__GOAL__
In the excerpt below about communion wine, which Bible passage is quoted for Jesus instituting the Lord's Supper?

__DOCUMENT EXCERPT__
◇ ◇ ◇ ◇

Are we guilty of picking and choosing the verses we will follow?

Hello, I have been a member of the Church of Christ for over 30 years now. I belonged to the same church from most of that time and just changed recently because I am late deafened and moved my membership to a Sign Language Church so I can understand the deaf preacher. I am taking sign language classes now.

Question: If the church of Christ is silent where the Bible is silent and worships like the first Christians did, then why don't we serve actual wine at the communion and not grape juice? I am content with using grape juice, but didn't Jesus and the disciples use real wine?

A friend of mine who is thinking about becoming a church member thinks we pick and choose. The examples he shows me are: turning the other cheek; give them your coat if they want your shirt. It seems Jesus never defended violence with violence? Did Jesus loose his temper with the money lenders? Early Christians were never in the army? So, should we do likewise?

The Answer:

This question is a actually a series of questions addressed to the concept of speaking where the Bible speaks and being silent where the Bible is silent. Let’s look first at the primary question; then we will address the remainder of them in the context of the concept and its application.

1. When Jesus instituted the Lord’s Supper, he said, “17 And he took the cup, and gave thanks, and said, Take this, and divide it among yourselves: 18 For I say unto you, I will not drink of the fruit of the vine, until the kingdom of God shall come. 19 And he took bread, and gave thanks, and brake it, and gave unto them, saying, This is my body which is given for you: this do in remembrance of me. 20 Likewise also the cup after supper, saying, This cup is the new testament in my blood, which is shed for you.” Luke 22:17-20. Jesus identified the content as the “fruit of the vine.” Both unfermented and fermented grape juice qualify as the “fruit of the vine” and thus superficially qualify to be used in the Lord’s Supper. However, further consideration dictates otherwise. Alcohol is not the “fruit of the vine.” It does not come from the grape. It comes from some outside source, a fermenting source. Thus, to the extent that alcohol is present, it is not “the fruit of the vine.” Louis Ginzberb (1873-1941), a distinguished Talmudic scholar, who for nearly forty years was chairman of the Talmudic and Rabbinic Department at the Jewish Theological Seminary of America writes in the Jewish Encyclopedia:

According to the synoptic gospels, it would appear that on the Thursday evening of the last week of His life Jesus with His disciples entered Jerusalem in order to eat the Passover meal with them in the sacred city; if so, the wafer and the wine of the mass or the communion service then instituted by Him as a memorial would be the unleavened bread and the unfermented wine of the Seder service. (Vol. 5. p. 165)

◇ ◇ ◇ ◇

__SUPPLIED ENTRIES__
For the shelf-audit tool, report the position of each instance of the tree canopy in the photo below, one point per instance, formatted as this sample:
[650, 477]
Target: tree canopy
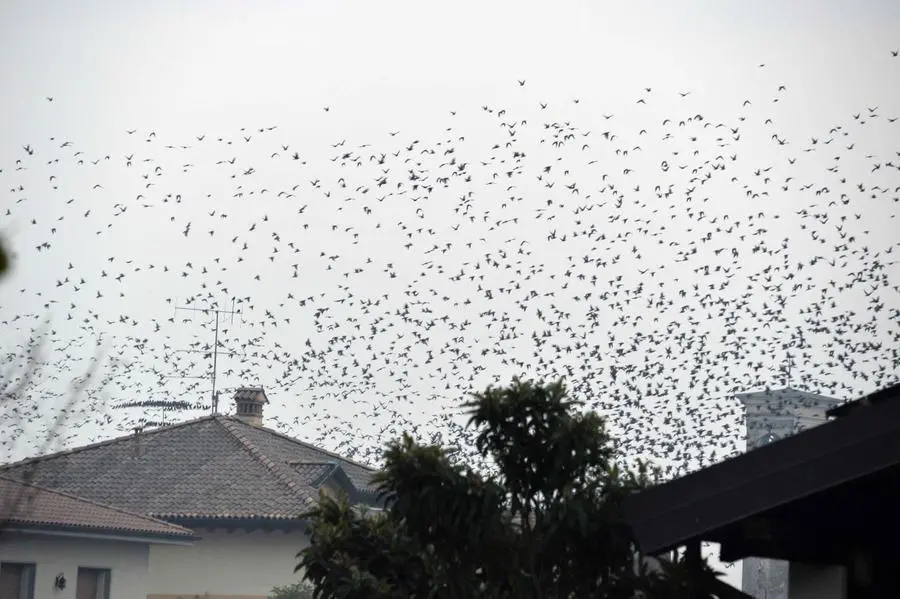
[545, 523]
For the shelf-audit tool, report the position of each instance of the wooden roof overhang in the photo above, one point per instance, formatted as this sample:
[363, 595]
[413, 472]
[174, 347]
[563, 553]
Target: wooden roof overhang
[812, 497]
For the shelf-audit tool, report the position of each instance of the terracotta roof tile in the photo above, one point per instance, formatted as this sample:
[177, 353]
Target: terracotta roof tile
[27, 506]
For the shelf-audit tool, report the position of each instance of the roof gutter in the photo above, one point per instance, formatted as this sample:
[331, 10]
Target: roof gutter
[74, 532]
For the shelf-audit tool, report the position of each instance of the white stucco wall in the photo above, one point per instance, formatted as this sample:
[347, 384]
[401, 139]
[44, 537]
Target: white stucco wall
[54, 555]
[221, 563]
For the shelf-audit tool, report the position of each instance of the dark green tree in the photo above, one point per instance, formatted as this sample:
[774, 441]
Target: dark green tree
[547, 524]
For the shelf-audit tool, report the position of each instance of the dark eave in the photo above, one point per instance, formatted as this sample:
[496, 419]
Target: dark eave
[697, 505]
[240, 523]
[100, 531]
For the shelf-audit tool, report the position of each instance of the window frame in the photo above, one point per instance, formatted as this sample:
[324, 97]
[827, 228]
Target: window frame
[104, 588]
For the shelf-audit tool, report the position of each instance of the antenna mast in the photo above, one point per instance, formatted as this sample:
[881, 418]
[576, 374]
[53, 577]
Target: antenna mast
[215, 349]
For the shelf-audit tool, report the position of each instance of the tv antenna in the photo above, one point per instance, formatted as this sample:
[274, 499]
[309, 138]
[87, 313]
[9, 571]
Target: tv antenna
[218, 313]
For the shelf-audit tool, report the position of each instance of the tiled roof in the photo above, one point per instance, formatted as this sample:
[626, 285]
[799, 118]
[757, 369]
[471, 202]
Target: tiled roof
[213, 467]
[30, 506]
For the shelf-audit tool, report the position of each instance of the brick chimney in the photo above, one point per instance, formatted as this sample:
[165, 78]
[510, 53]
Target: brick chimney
[249, 402]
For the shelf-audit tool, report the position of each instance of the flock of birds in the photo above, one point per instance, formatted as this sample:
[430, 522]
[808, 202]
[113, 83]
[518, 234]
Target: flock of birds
[660, 266]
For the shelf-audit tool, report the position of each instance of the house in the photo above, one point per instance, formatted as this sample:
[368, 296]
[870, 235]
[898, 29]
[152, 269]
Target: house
[54, 544]
[239, 487]
[825, 500]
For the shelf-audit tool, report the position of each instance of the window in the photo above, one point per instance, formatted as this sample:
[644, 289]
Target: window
[93, 583]
[16, 581]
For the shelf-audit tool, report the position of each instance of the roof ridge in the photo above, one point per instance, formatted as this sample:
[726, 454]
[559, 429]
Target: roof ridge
[74, 450]
[144, 517]
[228, 424]
[303, 443]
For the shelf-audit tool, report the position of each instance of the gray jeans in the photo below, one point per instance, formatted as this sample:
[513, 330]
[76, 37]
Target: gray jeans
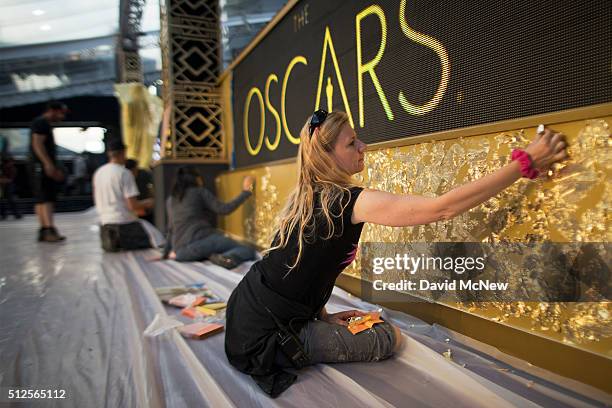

◇ ◇ ◇ ◇

__EXERCISE SOLUTION__
Luke 22:17-20.